Start of Excerpt to read

You should start your own thread.

Armstrong is a clone of the lennox elite and signature series, depending on model. Not at all low end, I wouldn't hesitate to buy.

Concord is a clone of the lennox merit series - entry level stuff.


----------



## njsettles

What type of furnace and ac would u recommend?


----------



## supers05

njsettles said:


> What type of furnace and ac would u recommend?


Any that you can afford and get your hands on. It really doesn't matter, the installer matters much more. Go with something mid range.


----------



## Hvac4870

Missouri Bound said:


> Very little. Both are low-end models . Concord is a builders model and Armstrong is almost the same but residential based.
> The only good thing is that both are a subsidiary of Lennox.
> Imagine the Cadillac / Chevrolet comparison.
> All of them work, some have better quality components, a better warranty, etc.


----------



## Hvac4870

Missouri Bound said:


> Very little. Both are low-end models . Concord is a builders model and Armstrong is almost the same but residential based.
> The only good thing is that both are a subsidiary of Lennox.
> Imagine the Cadillac / Chevrolet comparison.
> All of them work, some have better quality components, a better warranty, etc.

End of Excerpt to read
Start of Stored data

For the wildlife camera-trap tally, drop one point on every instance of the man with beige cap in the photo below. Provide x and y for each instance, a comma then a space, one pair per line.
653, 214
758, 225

End of Stored data
Start of Stored data

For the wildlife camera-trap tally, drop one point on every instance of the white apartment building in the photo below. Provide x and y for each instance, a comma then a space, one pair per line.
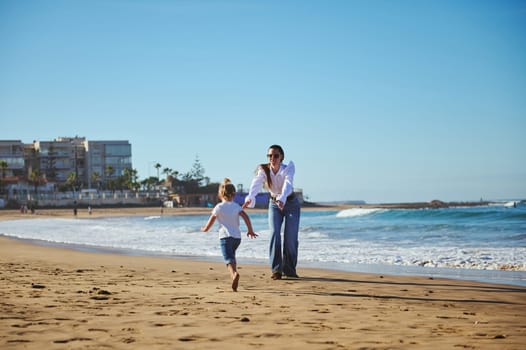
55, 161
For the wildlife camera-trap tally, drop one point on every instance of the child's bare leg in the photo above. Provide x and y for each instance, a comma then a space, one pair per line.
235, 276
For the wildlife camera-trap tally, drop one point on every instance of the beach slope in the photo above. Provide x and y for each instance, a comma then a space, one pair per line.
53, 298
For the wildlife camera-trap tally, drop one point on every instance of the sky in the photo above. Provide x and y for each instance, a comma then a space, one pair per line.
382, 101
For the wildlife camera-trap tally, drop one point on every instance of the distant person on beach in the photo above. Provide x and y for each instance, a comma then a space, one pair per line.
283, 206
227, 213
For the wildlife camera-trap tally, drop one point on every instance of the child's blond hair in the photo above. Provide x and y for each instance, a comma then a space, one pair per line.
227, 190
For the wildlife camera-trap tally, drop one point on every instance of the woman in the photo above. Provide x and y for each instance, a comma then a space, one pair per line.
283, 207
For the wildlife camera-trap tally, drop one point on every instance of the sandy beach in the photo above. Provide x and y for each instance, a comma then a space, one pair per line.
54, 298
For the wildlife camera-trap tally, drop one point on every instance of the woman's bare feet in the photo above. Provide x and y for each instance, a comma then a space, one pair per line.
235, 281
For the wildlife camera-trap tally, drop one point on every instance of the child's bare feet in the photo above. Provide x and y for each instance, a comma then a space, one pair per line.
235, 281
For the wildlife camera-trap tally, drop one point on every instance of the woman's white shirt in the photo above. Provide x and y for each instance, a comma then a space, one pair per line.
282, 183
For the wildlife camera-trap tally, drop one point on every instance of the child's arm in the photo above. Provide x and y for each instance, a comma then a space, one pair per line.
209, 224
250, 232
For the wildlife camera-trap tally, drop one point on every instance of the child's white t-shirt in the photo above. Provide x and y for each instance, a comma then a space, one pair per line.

End of Stored data
Start of Stored data

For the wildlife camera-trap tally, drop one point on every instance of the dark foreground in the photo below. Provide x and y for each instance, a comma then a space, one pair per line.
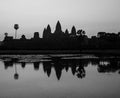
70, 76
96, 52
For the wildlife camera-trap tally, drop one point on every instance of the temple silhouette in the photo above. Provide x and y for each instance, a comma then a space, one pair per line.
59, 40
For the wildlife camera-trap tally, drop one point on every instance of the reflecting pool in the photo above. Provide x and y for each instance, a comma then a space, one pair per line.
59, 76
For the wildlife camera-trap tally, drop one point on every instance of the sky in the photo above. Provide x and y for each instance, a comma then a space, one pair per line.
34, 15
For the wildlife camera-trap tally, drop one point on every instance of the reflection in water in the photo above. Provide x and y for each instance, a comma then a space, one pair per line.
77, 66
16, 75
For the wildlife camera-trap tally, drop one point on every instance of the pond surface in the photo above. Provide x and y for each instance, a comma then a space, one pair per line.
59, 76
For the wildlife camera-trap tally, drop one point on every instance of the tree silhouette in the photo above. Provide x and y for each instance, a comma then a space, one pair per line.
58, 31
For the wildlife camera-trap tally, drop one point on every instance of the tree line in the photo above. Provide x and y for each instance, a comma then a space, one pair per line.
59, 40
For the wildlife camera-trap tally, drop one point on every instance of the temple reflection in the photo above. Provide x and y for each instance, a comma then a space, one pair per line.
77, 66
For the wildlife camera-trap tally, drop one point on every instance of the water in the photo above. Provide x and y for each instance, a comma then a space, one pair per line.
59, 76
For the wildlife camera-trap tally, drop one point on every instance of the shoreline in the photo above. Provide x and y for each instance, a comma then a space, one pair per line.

End of Stored data

Given instruction A:
In the HVAC forum thread, which Lennox series is Concord said to be a clone of?
Given instruction B:
In the HVAC forum thread, why does supers05 say the brand of furnace and AC hardly matters? Answer in one to three sentences.
Given instruction C:
Pick up the forum thread about Armstrong and Concord furnaces from where it stops, and continue it.

Response A:
The Lennox Merit series.

Response B:
supers05 says the installer matters much more than the equipment. So any unit you can afford and get your hands on will do, and a mid-range one is the suggestion.

Response C:
----------



## Hvac4870

Low end models? I bet your a owner of company that has to sell 400000$ worth of equipment a year to keep other competitors 40 miles away. The Tranes and Carriers don’t heat your house any better than the Concord, other than they have a few more sensors for you to replace every year. Warranties are the same. Hvac companies don’t put their so called techs on the job, they send out salesman!


----------



## roughneck

Hvac4870 said:


> Low end models? I bet your a owner of company that has to sell 400000$ worth of equipment a year to keep other competitors 40 miles away. The Tranes and Carriers don’t heat your house any better than the Concord, other than they have a few more sensors for you to replace every year. Warranties are the same. Hvac companies don’t put their so called techs on the job, they send out salesman!


You’ve dug up an old thread that in itself has been dug up before. 
I don’t know what has happened to you to be so negative but not all techs are salesman. I personally could care less about selling anything. I fix things. If I wanted to sell I’d go into the used car business.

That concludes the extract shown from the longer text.